------ Data records

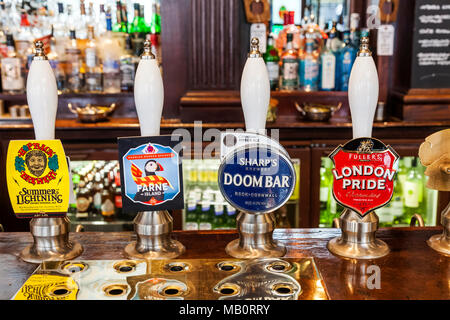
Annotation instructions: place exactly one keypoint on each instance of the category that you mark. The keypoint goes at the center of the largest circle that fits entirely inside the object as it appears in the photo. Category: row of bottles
(96, 186)
(410, 196)
(308, 58)
(96, 54)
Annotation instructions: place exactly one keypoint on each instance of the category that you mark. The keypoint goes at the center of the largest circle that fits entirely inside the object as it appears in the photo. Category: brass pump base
(153, 231)
(255, 237)
(358, 239)
(51, 241)
(441, 242)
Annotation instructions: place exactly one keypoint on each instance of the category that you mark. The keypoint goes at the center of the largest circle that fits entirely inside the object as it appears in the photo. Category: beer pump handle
(149, 93)
(363, 91)
(255, 90)
(42, 95)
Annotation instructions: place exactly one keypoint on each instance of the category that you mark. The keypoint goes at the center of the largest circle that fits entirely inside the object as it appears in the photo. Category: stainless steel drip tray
(190, 279)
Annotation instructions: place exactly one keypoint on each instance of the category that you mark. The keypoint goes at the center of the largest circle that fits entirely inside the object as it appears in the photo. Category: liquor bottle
(82, 24)
(289, 66)
(205, 216)
(324, 195)
(327, 68)
(310, 68)
(354, 33)
(57, 65)
(231, 216)
(272, 60)
(97, 189)
(155, 32)
(111, 59)
(412, 194)
(138, 29)
(84, 201)
(288, 27)
(218, 219)
(107, 201)
(336, 44)
(93, 68)
(128, 65)
(118, 26)
(11, 69)
(191, 217)
(73, 58)
(346, 58)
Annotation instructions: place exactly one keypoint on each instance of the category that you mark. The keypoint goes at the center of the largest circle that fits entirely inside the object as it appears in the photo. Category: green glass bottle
(272, 60)
(191, 217)
(205, 217)
(324, 194)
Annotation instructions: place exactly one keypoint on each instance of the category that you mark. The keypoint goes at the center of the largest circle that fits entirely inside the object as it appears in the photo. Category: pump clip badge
(363, 174)
(151, 174)
(38, 180)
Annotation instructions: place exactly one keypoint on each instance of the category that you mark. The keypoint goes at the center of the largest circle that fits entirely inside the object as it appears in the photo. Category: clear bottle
(310, 66)
(57, 65)
(272, 60)
(346, 58)
(74, 64)
(324, 195)
(327, 68)
(12, 75)
(110, 55)
(92, 62)
(205, 216)
(128, 65)
(289, 66)
(288, 27)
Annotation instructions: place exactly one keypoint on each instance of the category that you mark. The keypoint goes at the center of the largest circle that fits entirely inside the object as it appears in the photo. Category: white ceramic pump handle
(42, 95)
(363, 91)
(149, 93)
(255, 90)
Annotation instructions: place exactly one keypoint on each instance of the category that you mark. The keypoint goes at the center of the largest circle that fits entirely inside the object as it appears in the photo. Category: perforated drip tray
(195, 279)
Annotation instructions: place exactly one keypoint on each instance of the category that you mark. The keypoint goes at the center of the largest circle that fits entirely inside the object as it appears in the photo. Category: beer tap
(255, 227)
(50, 235)
(358, 233)
(153, 228)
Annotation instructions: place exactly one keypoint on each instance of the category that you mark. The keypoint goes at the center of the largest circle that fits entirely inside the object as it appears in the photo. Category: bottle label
(205, 226)
(82, 204)
(323, 194)
(328, 71)
(91, 57)
(411, 194)
(11, 74)
(107, 208)
(191, 226)
(290, 69)
(311, 72)
(274, 70)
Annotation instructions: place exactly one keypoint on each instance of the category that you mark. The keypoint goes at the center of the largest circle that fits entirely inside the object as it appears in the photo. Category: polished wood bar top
(412, 270)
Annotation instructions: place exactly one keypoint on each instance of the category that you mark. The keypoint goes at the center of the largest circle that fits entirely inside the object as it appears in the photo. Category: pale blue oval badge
(257, 179)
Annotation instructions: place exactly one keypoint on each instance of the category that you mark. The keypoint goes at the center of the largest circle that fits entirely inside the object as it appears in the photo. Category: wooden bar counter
(411, 271)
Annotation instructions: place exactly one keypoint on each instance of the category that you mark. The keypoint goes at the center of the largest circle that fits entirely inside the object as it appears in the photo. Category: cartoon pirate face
(36, 162)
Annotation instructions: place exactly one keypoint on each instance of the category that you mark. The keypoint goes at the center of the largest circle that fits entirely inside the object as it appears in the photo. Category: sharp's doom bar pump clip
(38, 174)
(434, 153)
(256, 175)
(364, 168)
(149, 183)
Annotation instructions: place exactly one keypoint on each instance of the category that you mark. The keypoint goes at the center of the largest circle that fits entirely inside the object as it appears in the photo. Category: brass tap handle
(417, 218)
(147, 54)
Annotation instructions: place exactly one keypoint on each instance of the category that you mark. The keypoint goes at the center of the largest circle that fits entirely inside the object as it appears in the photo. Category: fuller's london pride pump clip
(37, 176)
(151, 172)
(363, 174)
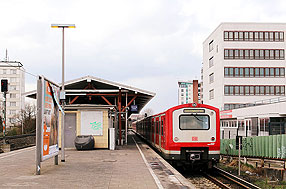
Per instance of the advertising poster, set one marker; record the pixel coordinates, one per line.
(92, 123)
(50, 121)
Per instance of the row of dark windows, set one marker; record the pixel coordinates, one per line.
(253, 36)
(256, 54)
(254, 90)
(254, 72)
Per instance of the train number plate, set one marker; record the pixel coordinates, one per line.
(195, 139)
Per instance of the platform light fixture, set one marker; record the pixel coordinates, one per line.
(62, 94)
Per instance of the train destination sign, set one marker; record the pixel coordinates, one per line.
(194, 111)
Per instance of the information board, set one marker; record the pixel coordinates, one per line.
(91, 123)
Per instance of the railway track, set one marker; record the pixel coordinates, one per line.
(219, 179)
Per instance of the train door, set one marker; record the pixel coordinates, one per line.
(157, 130)
(153, 131)
(162, 132)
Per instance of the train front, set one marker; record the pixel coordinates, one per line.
(194, 134)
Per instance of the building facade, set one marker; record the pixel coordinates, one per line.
(244, 63)
(188, 92)
(14, 72)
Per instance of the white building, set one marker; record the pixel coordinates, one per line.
(188, 92)
(13, 72)
(243, 63)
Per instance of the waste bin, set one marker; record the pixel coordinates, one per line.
(84, 142)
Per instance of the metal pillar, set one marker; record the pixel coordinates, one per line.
(38, 126)
(63, 101)
(119, 118)
(4, 118)
(126, 114)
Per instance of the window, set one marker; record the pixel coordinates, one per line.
(13, 103)
(211, 62)
(211, 94)
(12, 95)
(211, 46)
(194, 122)
(211, 78)
(253, 36)
(254, 54)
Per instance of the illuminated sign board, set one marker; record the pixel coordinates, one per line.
(194, 111)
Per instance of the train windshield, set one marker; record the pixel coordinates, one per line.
(194, 122)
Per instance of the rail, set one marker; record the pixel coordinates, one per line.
(242, 183)
(259, 103)
(18, 136)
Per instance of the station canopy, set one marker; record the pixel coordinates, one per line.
(93, 91)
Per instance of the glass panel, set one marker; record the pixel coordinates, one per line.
(246, 70)
(246, 90)
(267, 72)
(266, 35)
(251, 55)
(226, 90)
(256, 90)
(250, 36)
(277, 90)
(235, 36)
(236, 90)
(256, 36)
(256, 52)
(256, 72)
(281, 36)
(266, 54)
(261, 72)
(261, 54)
(271, 36)
(241, 72)
(272, 90)
(261, 90)
(277, 52)
(231, 72)
(271, 52)
(271, 71)
(226, 72)
(236, 72)
(226, 53)
(231, 90)
(246, 36)
(282, 72)
(240, 36)
(251, 72)
(251, 88)
(241, 91)
(277, 72)
(230, 35)
(282, 88)
(267, 90)
(261, 36)
(230, 54)
(282, 54)
(225, 35)
(194, 122)
(276, 36)
(246, 54)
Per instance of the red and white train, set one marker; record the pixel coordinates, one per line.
(188, 133)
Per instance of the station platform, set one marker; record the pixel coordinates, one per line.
(130, 166)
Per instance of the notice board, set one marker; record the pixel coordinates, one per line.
(92, 123)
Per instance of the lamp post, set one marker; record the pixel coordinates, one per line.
(62, 94)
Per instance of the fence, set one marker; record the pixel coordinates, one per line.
(273, 146)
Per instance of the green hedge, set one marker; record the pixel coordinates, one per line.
(273, 146)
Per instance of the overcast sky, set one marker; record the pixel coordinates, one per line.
(148, 44)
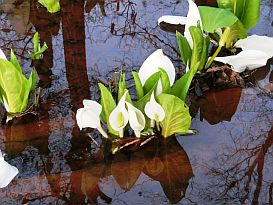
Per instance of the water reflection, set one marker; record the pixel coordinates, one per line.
(58, 163)
(168, 164)
(217, 105)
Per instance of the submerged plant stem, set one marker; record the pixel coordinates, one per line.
(100, 129)
(213, 57)
(222, 43)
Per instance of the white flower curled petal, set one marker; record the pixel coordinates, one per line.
(86, 117)
(192, 20)
(255, 42)
(150, 66)
(136, 119)
(119, 116)
(96, 107)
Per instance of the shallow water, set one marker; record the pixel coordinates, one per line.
(229, 161)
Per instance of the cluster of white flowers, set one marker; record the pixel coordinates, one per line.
(89, 115)
(256, 50)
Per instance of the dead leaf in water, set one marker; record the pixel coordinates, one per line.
(126, 169)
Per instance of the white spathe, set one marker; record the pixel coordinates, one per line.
(154, 111)
(7, 172)
(247, 59)
(192, 19)
(119, 117)
(150, 66)
(136, 119)
(255, 42)
(89, 116)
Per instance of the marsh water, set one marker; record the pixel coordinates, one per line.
(229, 160)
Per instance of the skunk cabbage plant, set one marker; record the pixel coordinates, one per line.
(167, 110)
(7, 172)
(38, 50)
(227, 26)
(89, 116)
(52, 6)
(14, 86)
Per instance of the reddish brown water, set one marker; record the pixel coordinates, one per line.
(229, 161)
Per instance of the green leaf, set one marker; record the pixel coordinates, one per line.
(35, 41)
(181, 87)
(52, 6)
(14, 87)
(38, 51)
(237, 31)
(121, 86)
(214, 18)
(177, 117)
(140, 104)
(165, 81)
(108, 105)
(184, 48)
(247, 11)
(200, 48)
(30, 86)
(151, 81)
(205, 53)
(139, 88)
(14, 61)
(37, 55)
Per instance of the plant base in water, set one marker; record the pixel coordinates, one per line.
(216, 77)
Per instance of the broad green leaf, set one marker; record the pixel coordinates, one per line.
(177, 119)
(165, 81)
(32, 78)
(237, 31)
(214, 18)
(184, 48)
(121, 86)
(198, 44)
(52, 6)
(14, 86)
(14, 61)
(108, 105)
(140, 104)
(30, 86)
(181, 87)
(247, 11)
(139, 88)
(151, 81)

------------

▶ **Exercise brief**: Print exactly the lines from the one containing "Per instance of the broad" through the last line of the records above, both included.

▶ **Response to the task**:
Per instance of the broad green leaf, set one marker; record the pixel coordinates, one per line.
(177, 119)
(165, 81)
(32, 78)
(237, 31)
(214, 18)
(184, 48)
(121, 86)
(198, 44)
(52, 6)
(14, 86)
(14, 61)
(108, 105)
(140, 104)
(30, 86)
(181, 87)
(247, 11)
(139, 88)
(151, 81)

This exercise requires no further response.